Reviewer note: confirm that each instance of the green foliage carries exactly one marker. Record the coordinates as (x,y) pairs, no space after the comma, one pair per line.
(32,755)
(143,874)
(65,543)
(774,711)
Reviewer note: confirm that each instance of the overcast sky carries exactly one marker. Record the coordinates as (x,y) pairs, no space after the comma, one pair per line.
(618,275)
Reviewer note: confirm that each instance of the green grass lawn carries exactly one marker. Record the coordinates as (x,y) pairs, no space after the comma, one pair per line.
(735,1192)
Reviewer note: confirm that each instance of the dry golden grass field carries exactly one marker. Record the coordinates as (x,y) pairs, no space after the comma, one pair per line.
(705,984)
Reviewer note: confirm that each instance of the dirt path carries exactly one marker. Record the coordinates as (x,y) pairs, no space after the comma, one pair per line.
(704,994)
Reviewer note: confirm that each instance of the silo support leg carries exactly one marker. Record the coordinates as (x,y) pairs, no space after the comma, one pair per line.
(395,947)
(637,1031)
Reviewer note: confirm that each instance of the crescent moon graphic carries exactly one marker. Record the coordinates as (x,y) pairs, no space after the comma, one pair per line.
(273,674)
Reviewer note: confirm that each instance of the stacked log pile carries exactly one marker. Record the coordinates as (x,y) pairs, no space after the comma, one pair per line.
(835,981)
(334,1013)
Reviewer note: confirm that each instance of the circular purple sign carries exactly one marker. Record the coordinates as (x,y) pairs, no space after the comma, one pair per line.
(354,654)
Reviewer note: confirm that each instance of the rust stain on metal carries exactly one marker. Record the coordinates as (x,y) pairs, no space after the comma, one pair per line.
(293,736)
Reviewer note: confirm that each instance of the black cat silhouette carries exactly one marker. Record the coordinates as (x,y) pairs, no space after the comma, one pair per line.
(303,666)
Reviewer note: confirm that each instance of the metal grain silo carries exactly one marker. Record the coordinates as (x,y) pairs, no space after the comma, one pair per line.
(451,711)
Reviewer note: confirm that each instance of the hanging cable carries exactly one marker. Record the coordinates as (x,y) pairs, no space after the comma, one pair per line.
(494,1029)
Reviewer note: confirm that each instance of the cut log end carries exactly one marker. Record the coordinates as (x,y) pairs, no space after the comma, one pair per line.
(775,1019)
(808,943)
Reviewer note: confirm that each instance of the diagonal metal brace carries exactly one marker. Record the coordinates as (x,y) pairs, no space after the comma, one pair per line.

########

WHAT TO WORK ON: Rewrite all of the material above as a numbered list, one line per item, leaving out any blank lines.

EXERCISE ANSWER:
1. Reviewer note: confirm that each instance of the green foliage carries exactly one marker. Record the coordinates as (x,y) pairs, no space after the comma, one pair per line.
2. (32,755)
3. (143,874)
4. (65,543)
5. (774,711)
6. Reviewer note: confirm that each instance of the overcast sky carries exactly one marker. Record the coordinates as (x,y) pairs, no space after the comma, one pair per line.
7. (618,275)
8. Reviewer note: confirm that each instance of the green grass lawn carries exactly one marker. Record the coordinates as (x,y) pairs, no space after the comma, one pair per line.
9. (735,1192)
10. Reviewer note: confirm that each instance of the dry golden grass field carries exactly one marker. Record the coordinates as (x,y) pairs, no space after the comma, one pair per line.
11. (705,984)
12. Reviewer note: confirm that each instance of the dirt path carries exactly one marker. Record the coordinates as (x,y) pairs, no space after the comma, one pair per line.
13. (704,994)
14. Reviewer note: confirm that each instance of the silo support leg carries exactly one marker. Record the coordinates as (x,y) pairs, no space after the comma, one pair per line.
15. (395,947)
16. (637,1031)
17. Reviewer note: confirm that each instance of the crescent moon graphic carries exactly one marker. Record the coordinates as (x,y) pairs, no space after the comma, one pair per line.
18. (273,674)
19. Reviewer note: confirm that each instance of the stacked log pile carries exactly one marker. Record the coordinates as (x,y) pairs, no space after the comma, one pair per line.
20. (835,981)
21. (334,1013)
22. Reviewer note: confirm that each instance of the circular purple sign carries exactly one marker. Record the coordinates as (x,y) pairs, no space after the comma, one pair per line.
23. (354,654)
24. Reviewer note: confirm that each instance of the rust stain on metal carries exactly one marker. Record the coordinates as (x,y) pairs, no space after the comma, one pair per line.
25. (293,736)
26. Reviewer note: confirm that each instance of the black cat silhouette carries exactly one marker. Record the coordinates as (x,y) pairs, no space after the comma, one pair per line.
27. (303,666)
28. Reviewer note: confirm that each instance of the metal grain silo carries exactly one marker. Record the coordinates as (x,y) pairs, no space after the comma, one pair per line.
29. (451,711)
30. Reviewer note: confirm that each instance of the hanging cable carries exactly one marker. Record the coordinates as (x,y) pairs, no space after the comma, one pair per line.
31. (494,1029)
32. Reviewer note: confirm that each instance of the cut log end carries exactly one marker. Record the coordinates as (x,y) pairs, no space after the comma, one pair per line.
33. (775,1019)
34. (808,943)
35. Reviewer note: confirm that each instance of the diagonal metal brace carries exactly one marker. Record the coordinates as (x,y) pairs, no space after the comma, one pair per line.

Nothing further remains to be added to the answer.